> **Problem description**:
Update the items from the line containing "Target: light reflection on water" through the final line, changing "conical" to "pointed" and leaving everything else as it is. Reproduce only those lines.

(Extracted data entries)
## Start

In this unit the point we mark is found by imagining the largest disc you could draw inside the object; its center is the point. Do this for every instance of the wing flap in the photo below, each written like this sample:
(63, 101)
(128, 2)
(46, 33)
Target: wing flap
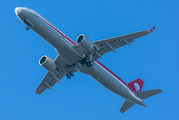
(117, 42)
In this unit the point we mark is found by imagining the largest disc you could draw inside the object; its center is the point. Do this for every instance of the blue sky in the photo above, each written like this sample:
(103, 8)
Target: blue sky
(153, 58)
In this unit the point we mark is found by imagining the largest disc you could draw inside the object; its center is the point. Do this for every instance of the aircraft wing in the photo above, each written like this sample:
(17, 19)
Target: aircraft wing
(111, 44)
(51, 79)
(47, 82)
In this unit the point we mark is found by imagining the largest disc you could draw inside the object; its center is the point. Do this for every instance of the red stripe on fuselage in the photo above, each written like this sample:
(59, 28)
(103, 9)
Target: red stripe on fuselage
(96, 60)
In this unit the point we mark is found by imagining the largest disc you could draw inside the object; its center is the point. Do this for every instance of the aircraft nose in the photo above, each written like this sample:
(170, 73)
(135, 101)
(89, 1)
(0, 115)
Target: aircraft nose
(18, 10)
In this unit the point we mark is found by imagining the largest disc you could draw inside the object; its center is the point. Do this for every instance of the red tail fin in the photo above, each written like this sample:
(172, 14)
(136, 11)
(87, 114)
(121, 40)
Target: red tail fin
(136, 85)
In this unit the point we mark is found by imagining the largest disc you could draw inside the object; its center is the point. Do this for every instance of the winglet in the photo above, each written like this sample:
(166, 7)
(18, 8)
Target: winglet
(151, 30)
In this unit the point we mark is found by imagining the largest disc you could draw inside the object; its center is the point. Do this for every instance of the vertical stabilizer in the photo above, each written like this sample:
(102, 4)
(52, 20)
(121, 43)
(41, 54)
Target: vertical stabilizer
(145, 94)
(136, 85)
(126, 105)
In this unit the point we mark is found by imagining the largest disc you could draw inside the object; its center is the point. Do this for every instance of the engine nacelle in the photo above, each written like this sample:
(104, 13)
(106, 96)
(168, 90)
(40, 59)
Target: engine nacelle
(85, 42)
(47, 63)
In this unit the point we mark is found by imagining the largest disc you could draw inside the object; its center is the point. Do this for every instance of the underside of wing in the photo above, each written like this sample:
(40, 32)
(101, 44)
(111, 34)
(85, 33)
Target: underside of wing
(51, 78)
(48, 81)
(111, 44)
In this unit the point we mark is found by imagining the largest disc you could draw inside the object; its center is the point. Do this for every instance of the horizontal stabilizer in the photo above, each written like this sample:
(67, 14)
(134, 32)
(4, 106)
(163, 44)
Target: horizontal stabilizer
(126, 105)
(145, 94)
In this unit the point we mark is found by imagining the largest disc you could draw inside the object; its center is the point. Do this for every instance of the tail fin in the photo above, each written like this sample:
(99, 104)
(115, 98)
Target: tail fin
(126, 105)
(136, 85)
(145, 94)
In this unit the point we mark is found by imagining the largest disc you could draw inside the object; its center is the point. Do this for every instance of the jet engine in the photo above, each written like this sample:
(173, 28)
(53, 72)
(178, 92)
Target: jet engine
(47, 63)
(85, 42)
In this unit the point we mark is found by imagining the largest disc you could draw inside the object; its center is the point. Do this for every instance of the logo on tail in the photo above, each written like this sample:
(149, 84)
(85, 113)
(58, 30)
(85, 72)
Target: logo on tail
(137, 87)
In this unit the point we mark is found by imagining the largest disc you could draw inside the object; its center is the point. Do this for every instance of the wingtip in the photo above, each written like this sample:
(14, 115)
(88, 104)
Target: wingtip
(151, 30)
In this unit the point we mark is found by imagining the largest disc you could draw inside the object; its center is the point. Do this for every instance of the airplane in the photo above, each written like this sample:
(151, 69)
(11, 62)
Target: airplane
(83, 56)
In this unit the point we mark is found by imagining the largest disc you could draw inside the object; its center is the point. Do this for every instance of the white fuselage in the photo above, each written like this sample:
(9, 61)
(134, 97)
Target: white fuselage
(64, 46)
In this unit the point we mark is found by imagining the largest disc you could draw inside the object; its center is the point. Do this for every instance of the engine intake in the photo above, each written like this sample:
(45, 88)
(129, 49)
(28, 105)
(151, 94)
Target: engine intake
(47, 63)
(85, 42)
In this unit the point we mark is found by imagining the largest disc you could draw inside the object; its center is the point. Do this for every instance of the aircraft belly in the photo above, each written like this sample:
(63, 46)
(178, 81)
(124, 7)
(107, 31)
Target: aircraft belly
(106, 80)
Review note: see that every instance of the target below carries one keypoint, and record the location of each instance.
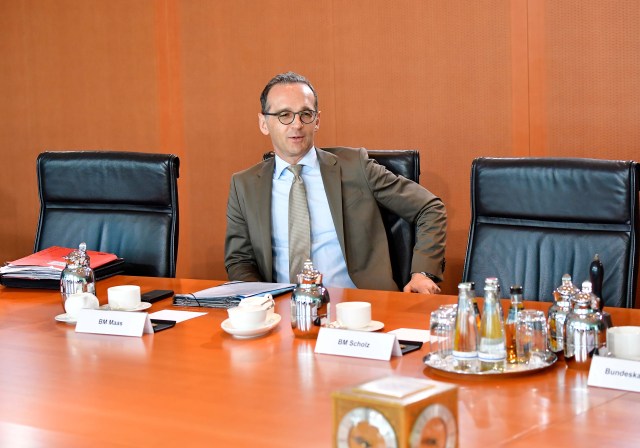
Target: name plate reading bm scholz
(614, 373)
(357, 344)
(119, 323)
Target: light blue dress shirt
(326, 253)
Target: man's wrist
(431, 277)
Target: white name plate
(119, 323)
(357, 344)
(614, 373)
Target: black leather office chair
(401, 235)
(535, 219)
(119, 202)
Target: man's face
(292, 141)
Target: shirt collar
(310, 160)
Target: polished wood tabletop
(195, 385)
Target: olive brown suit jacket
(355, 185)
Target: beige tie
(299, 225)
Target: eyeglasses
(287, 117)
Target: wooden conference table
(195, 385)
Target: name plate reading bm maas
(119, 323)
(357, 344)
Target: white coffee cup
(265, 302)
(353, 315)
(123, 297)
(76, 302)
(247, 317)
(624, 342)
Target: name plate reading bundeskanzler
(357, 344)
(119, 323)
(614, 373)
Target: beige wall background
(456, 79)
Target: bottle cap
(516, 289)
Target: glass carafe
(77, 276)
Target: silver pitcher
(310, 304)
(563, 295)
(77, 275)
(585, 330)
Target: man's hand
(420, 283)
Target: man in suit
(343, 190)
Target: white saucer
(270, 323)
(142, 306)
(66, 319)
(374, 325)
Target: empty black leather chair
(119, 202)
(401, 235)
(535, 219)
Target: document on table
(230, 294)
(177, 316)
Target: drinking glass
(442, 330)
(531, 336)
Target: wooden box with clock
(396, 412)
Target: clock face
(365, 428)
(435, 427)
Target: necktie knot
(296, 170)
(299, 224)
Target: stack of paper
(230, 294)
(43, 269)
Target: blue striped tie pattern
(299, 225)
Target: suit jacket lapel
(330, 171)
(264, 182)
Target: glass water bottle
(492, 350)
(517, 305)
(465, 343)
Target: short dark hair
(285, 78)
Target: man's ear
(262, 124)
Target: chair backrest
(401, 235)
(119, 202)
(535, 219)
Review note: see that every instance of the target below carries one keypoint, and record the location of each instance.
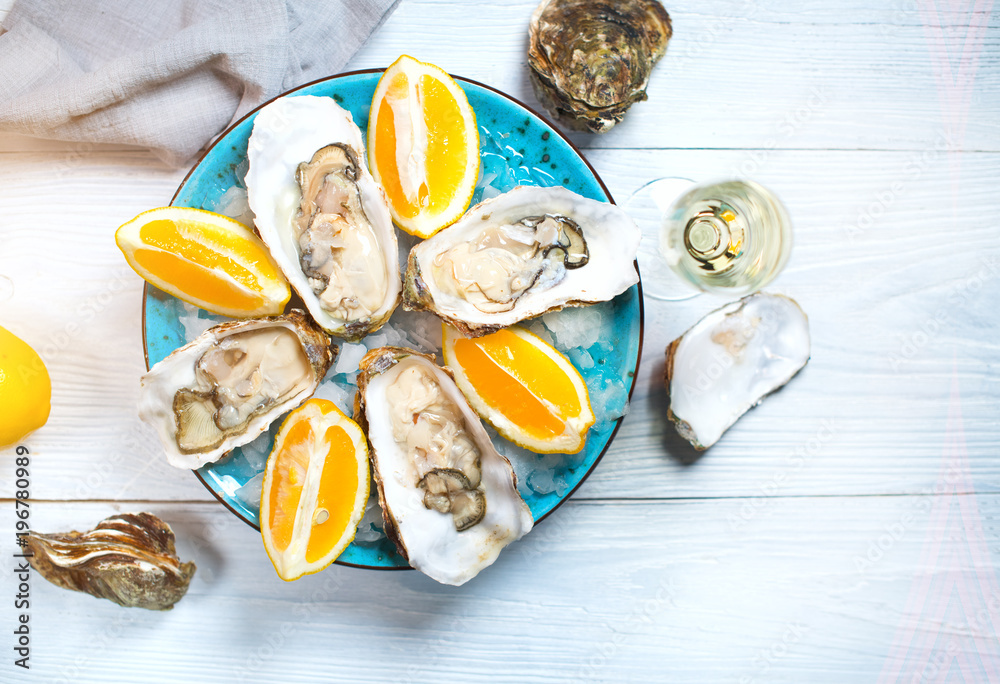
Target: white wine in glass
(729, 237)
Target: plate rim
(600, 181)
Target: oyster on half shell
(227, 386)
(522, 254)
(449, 499)
(590, 61)
(730, 360)
(321, 214)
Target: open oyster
(730, 360)
(449, 499)
(589, 61)
(223, 389)
(129, 559)
(321, 214)
(519, 255)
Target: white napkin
(166, 74)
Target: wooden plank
(740, 74)
(606, 592)
(743, 74)
(872, 294)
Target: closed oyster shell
(129, 559)
(589, 61)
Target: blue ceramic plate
(519, 148)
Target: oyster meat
(589, 61)
(321, 214)
(449, 499)
(730, 360)
(519, 255)
(223, 389)
(129, 559)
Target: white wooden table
(847, 530)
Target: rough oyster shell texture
(589, 61)
(129, 559)
(730, 360)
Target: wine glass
(726, 237)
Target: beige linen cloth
(168, 74)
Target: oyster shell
(449, 499)
(224, 388)
(321, 214)
(129, 559)
(589, 61)
(519, 255)
(730, 360)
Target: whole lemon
(25, 389)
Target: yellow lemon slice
(315, 488)
(423, 146)
(25, 389)
(206, 259)
(523, 387)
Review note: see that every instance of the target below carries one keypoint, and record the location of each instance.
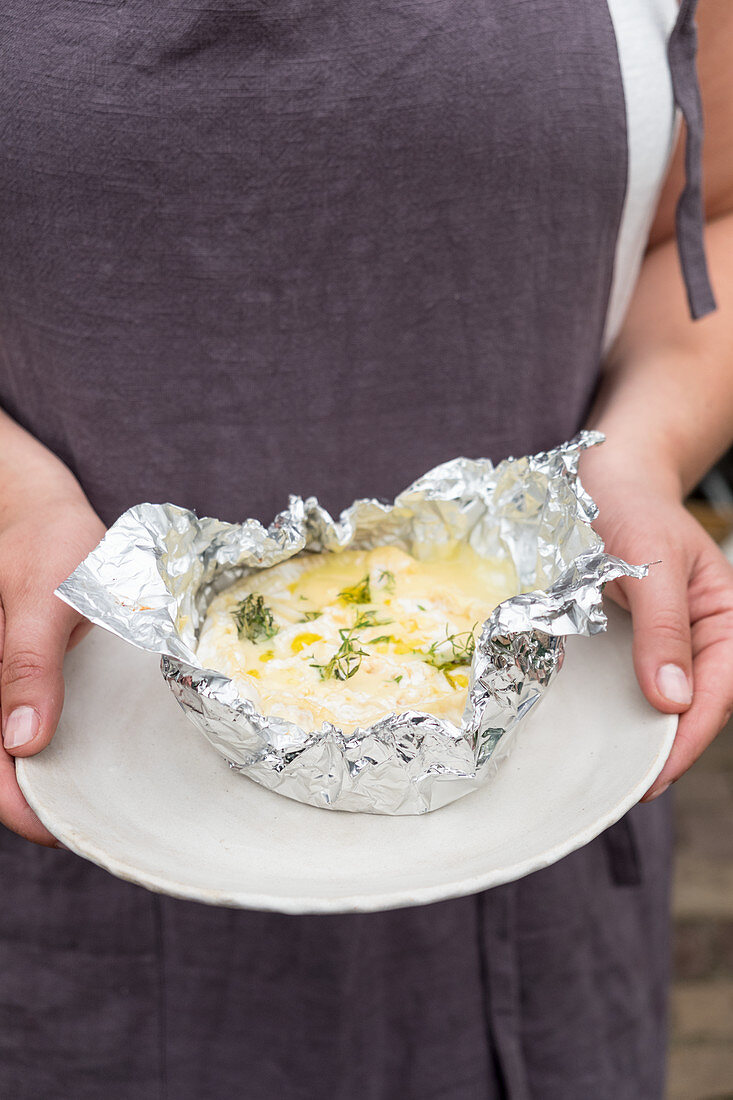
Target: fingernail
(660, 790)
(21, 727)
(674, 684)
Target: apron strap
(681, 52)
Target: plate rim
(356, 903)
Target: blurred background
(701, 1054)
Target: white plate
(129, 783)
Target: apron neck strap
(681, 52)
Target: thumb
(663, 655)
(32, 682)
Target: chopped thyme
(253, 618)
(359, 593)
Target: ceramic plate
(129, 783)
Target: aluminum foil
(154, 573)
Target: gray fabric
(319, 246)
(689, 216)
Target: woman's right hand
(46, 528)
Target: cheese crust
(348, 638)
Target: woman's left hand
(682, 612)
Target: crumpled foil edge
(154, 573)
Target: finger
(710, 711)
(32, 683)
(663, 653)
(14, 811)
(79, 631)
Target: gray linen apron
(252, 249)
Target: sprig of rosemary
(461, 649)
(253, 618)
(359, 593)
(347, 659)
(386, 578)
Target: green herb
(253, 618)
(386, 576)
(347, 659)
(359, 593)
(459, 651)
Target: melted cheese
(413, 607)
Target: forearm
(29, 466)
(666, 398)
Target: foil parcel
(154, 573)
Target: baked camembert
(351, 637)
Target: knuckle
(23, 666)
(668, 625)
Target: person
(258, 249)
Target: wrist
(624, 464)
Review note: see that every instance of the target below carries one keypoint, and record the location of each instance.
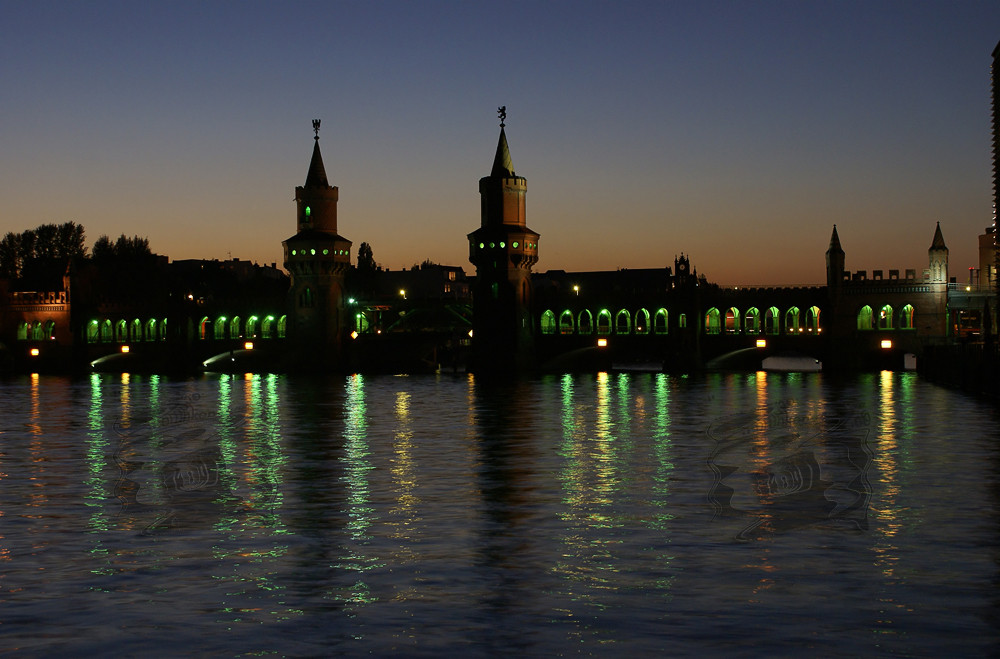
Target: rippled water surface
(598, 514)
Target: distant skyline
(736, 133)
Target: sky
(737, 133)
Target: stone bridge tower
(503, 249)
(317, 258)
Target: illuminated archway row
(602, 323)
(886, 318)
(125, 331)
(253, 327)
(770, 320)
(36, 330)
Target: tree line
(50, 244)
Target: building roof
(938, 242)
(502, 166)
(317, 173)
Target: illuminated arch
(885, 317)
(642, 322)
(732, 320)
(865, 319)
(660, 321)
(548, 322)
(792, 320)
(623, 322)
(566, 322)
(604, 322)
(771, 321)
(812, 319)
(712, 321)
(906, 317)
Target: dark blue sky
(738, 133)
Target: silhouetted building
(317, 258)
(503, 249)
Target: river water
(735, 514)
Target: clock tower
(503, 249)
(317, 258)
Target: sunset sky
(736, 132)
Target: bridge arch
(660, 321)
(623, 322)
(713, 324)
(642, 321)
(865, 318)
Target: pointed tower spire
(317, 173)
(502, 166)
(835, 241)
(938, 242)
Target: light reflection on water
(730, 513)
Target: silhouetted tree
(40, 248)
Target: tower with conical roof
(937, 256)
(317, 258)
(834, 262)
(503, 249)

## End

> **Task response**:
Target: light reflection on water
(730, 513)
Target: silhouetted tree
(40, 248)
Target: tower with pointed roof
(937, 256)
(317, 258)
(834, 262)
(503, 249)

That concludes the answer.